---- Dataset content

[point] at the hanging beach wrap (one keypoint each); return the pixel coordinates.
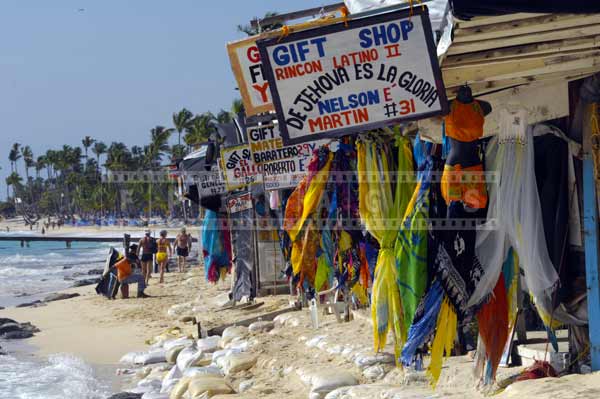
(411, 246)
(377, 207)
(443, 341)
(301, 217)
(514, 218)
(216, 247)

--------

▸ **Aim**: Reproduce every line of the entries above, requests included, multiplying each pixel coordinate in the answers by 1.1 and rounding to the nearest whole number, with halves rounded up. Omit the pictures from your reply.

▸ **Full output**:
[point] at the hanging beach wrap (one keypoint each); return the pixel coordinates.
(452, 271)
(415, 228)
(487, 375)
(331, 239)
(565, 240)
(238, 272)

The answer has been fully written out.